==== TEXTO FORNECIDO
É uma primeira aproximação, num trabalho cujo
objectivo é ir preenchendo as lacunas de conhecimento do passado climático do
país. “Quando se fazem reconstruções de clima na Europa, falta sempre informação
de Portugal”, afirma Maria João Alcoforado, que coordena o projecto
KlimHist.
Registos históricos de alguns fenómenos naturais dão
informações preciosas para trabalhos deste tipo. No Japão, há documentos com as
datas precisas da festa da floração das cerejeiras pelo menos desde o século XI.
“Isto permitiu reconstituir a temperatura da Primavera ao longo de séculos”, diz
Maria João Alcoforado. Na Europa Central e do Norte, registos dos dias em que
canais e rios congelaram também dão pistas para compor a meteorologia do
passado.
Para o Sul da Europa, são os eventos extremos que mais
ficaram na memória através de documentos escritos. “Quando são coisas fortes,
sempre aparecem em algum lado”, afirma Alcoforado.
========
• [TAREFA A] Filtre as entradas abaixo e copie cada linha em que apareça a palavra "stand".
==== DADOS FORNECIDOS
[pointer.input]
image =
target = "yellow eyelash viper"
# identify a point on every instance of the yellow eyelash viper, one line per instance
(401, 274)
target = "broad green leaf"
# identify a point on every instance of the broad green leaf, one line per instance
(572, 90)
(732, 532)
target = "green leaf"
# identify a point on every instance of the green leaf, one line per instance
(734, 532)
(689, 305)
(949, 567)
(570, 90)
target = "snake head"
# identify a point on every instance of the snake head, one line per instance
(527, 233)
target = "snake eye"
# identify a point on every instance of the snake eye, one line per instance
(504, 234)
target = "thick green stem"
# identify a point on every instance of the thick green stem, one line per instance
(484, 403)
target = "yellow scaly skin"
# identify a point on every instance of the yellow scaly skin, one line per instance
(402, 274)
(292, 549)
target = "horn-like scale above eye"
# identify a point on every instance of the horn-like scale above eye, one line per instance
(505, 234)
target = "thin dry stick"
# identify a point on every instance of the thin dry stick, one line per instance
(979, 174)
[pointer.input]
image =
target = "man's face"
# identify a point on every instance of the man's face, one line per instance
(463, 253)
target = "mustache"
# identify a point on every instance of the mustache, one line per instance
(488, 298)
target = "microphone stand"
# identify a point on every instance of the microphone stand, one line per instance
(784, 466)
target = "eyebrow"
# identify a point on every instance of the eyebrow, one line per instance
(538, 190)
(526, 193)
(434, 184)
========
==== DADOS FORNECIDOS
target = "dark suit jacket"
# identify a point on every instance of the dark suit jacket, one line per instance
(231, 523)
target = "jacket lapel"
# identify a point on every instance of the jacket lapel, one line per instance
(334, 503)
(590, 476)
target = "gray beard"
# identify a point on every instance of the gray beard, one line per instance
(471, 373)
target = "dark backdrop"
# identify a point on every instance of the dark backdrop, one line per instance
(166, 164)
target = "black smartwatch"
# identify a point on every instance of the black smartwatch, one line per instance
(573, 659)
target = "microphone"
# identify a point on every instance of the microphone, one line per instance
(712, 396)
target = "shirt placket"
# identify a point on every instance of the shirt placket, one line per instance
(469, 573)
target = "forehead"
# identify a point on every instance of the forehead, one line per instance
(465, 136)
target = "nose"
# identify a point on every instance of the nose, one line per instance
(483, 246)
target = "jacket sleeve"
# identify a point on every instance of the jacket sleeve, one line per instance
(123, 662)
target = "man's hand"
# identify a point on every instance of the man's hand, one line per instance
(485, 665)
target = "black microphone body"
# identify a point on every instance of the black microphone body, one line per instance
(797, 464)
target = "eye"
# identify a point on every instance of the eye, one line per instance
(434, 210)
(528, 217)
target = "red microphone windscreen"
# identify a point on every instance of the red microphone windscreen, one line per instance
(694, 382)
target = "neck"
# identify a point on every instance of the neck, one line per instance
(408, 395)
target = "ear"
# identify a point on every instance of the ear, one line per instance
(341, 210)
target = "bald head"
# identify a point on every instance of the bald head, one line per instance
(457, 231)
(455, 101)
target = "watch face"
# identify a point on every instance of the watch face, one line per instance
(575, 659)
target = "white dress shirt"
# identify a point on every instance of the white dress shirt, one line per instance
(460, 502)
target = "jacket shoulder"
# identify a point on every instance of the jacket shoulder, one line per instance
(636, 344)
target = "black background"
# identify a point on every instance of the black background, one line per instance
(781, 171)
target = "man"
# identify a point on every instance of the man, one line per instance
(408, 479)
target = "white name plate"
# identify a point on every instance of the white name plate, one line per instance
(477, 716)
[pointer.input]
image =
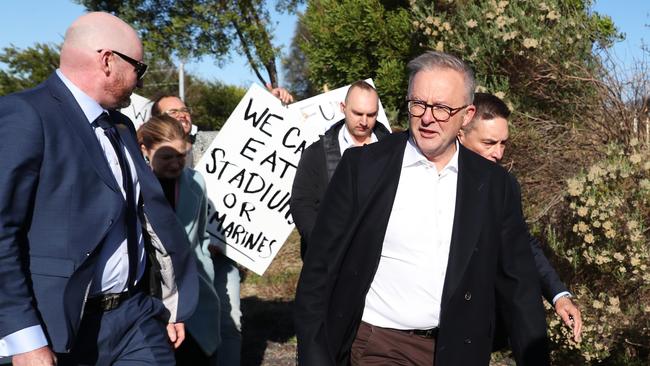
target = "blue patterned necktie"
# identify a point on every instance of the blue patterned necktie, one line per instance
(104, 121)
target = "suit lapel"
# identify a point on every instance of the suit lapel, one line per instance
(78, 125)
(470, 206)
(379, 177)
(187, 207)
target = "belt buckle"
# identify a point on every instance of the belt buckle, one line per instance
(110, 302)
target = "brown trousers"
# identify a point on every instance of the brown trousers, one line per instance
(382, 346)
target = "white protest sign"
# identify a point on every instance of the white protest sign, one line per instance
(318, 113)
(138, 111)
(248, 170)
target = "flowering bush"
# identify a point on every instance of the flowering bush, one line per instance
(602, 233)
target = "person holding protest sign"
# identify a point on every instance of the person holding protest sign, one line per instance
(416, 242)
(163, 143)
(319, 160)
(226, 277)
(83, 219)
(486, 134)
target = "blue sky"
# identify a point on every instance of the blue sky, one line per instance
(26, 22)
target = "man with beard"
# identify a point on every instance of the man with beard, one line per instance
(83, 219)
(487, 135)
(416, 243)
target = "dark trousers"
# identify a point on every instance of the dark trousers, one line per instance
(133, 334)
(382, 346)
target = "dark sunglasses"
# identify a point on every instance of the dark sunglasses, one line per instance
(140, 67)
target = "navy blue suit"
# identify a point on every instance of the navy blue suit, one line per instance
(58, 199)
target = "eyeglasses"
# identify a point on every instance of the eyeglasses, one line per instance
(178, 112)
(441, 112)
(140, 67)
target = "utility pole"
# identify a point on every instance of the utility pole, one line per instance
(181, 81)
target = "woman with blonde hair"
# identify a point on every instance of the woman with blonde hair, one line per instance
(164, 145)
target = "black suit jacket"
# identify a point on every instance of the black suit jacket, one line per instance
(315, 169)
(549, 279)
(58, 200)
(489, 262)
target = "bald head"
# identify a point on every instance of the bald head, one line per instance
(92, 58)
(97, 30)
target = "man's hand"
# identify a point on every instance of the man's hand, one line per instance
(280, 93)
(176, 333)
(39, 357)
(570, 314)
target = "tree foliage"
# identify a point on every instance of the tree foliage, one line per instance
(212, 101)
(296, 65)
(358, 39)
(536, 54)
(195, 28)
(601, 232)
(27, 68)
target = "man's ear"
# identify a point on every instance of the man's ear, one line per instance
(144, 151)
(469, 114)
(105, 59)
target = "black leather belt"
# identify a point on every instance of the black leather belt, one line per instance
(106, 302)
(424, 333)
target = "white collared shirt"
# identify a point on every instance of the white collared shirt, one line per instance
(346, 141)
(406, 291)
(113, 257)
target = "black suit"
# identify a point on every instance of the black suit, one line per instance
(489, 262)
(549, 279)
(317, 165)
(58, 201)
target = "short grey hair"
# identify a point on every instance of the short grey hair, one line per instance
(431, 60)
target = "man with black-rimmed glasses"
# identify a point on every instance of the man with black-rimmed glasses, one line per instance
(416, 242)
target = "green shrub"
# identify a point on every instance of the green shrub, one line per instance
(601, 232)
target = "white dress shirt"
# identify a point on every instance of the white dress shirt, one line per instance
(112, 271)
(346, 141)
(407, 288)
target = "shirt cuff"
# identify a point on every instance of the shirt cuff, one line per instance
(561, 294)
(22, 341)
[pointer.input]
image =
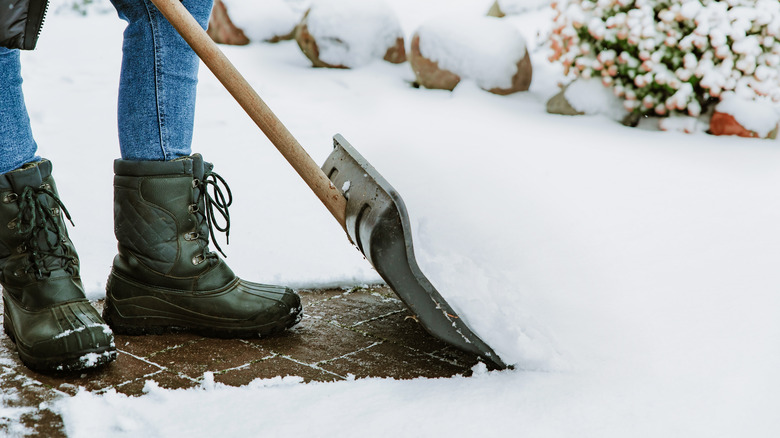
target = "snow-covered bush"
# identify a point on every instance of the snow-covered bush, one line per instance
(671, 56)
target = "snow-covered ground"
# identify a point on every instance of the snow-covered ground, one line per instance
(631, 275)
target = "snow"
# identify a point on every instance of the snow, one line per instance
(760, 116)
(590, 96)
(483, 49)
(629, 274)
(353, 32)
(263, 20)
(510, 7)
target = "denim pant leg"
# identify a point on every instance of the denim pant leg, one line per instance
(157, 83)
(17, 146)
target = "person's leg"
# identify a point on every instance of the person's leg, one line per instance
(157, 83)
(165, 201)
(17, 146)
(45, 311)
========
==== DADOS FORNECIDOS
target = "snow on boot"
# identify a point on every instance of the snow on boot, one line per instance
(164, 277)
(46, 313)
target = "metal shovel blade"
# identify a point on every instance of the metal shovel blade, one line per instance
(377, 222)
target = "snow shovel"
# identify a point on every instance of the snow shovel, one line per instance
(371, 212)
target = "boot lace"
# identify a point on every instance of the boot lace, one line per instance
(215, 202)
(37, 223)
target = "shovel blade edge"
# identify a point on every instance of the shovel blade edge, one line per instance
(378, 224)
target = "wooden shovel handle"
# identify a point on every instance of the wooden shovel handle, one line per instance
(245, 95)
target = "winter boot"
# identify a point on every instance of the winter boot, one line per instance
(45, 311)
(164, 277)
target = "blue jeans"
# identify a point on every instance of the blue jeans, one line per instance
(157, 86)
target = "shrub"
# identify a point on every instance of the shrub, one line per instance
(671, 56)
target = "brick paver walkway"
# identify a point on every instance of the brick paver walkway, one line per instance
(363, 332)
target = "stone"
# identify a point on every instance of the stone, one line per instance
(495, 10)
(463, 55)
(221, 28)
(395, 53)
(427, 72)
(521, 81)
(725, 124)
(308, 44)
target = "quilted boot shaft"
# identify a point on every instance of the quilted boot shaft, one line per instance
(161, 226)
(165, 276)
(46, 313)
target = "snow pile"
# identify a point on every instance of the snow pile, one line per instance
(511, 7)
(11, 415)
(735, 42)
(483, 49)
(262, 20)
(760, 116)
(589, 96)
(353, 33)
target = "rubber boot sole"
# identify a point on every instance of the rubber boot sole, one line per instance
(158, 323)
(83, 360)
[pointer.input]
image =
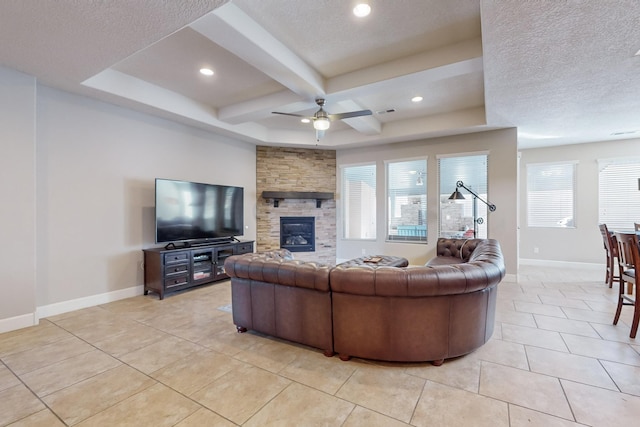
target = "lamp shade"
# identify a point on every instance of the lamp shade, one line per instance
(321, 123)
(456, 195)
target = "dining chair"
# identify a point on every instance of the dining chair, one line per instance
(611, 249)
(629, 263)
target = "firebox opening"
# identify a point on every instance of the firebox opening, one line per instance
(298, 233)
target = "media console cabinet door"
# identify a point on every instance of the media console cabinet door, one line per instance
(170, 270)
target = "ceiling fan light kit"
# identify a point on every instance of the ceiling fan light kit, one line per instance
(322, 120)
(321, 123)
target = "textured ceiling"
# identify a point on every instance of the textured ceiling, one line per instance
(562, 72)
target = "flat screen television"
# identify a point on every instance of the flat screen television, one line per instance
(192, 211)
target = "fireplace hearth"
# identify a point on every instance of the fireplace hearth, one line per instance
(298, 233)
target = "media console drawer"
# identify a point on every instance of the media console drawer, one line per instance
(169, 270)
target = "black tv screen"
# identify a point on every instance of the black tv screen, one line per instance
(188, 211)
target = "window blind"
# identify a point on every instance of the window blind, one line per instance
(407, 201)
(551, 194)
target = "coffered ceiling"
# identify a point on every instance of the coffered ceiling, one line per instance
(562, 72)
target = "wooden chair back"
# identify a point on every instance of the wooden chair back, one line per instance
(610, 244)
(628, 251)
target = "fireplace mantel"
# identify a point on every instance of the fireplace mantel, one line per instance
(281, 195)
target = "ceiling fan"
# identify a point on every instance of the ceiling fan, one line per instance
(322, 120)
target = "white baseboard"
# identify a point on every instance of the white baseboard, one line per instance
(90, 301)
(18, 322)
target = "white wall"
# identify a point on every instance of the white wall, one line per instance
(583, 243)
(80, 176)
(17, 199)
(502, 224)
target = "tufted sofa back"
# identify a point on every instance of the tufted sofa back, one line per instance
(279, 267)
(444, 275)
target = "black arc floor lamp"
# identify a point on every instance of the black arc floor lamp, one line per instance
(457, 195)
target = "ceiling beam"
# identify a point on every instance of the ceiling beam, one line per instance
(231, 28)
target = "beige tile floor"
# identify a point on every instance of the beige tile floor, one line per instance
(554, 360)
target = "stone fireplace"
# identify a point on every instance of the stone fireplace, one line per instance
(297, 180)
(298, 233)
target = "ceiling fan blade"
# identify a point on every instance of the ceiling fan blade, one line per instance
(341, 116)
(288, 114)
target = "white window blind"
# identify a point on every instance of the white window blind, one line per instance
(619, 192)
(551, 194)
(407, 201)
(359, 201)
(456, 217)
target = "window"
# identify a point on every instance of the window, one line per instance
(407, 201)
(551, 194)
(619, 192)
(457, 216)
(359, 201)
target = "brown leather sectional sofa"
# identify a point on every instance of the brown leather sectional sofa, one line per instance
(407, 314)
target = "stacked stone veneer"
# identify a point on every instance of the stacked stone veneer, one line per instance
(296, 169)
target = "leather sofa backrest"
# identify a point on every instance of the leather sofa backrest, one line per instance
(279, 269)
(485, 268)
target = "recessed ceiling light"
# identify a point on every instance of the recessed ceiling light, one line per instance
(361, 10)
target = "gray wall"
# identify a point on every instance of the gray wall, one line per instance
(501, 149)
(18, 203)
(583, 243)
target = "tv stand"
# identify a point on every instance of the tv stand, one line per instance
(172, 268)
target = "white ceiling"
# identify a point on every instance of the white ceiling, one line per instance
========
• [TAREFA B] Transcreva na íntegra, sem qualquer alteração, o texto acima sobre o passado climático de Portugal.

• [RESPOSTA COMPLETA A]
target = "microphone stand"
# identify a point on every instance of the microphone stand, one line per instance
target = "tv stand"
# identify a point on every instance of the tv stand, one line per instance

• [RESPOSTA COMPLETA B]
É uma primeira aproximação, num trabalho cujo
objectivo é ir preenchendo as lacunas de conhecimento do passado climático do
país. “Quando se fazem reconstruções de clima na Europa, falta sempre informação
de Portugal”, afirma Maria João Alcoforado, que coordena o projecto
KlimHist.
Registos históricos de alguns fenómenos naturais dão
informações preciosas para trabalhos deste tipo. No Japão, há documentos com as
datas precisas da festa da floração das cerejeiras pelo menos desde o século XI.
“Isto permitiu reconstituir a temperatura da Primavera ao longo de séculos”, diz
Maria João Alcoforado. Na Europa Central e do Norte, registos dos dias em que
canais e rios congelaram também dão pistas para compor a meteorologia do
passado.
Para o Sul da Europa, são os eventos extremos que mais
ficaram na memória através de documentos escritos. “Quando são coisas fortes,
sempre aparecem em algum lado”, afirma Alcoforado.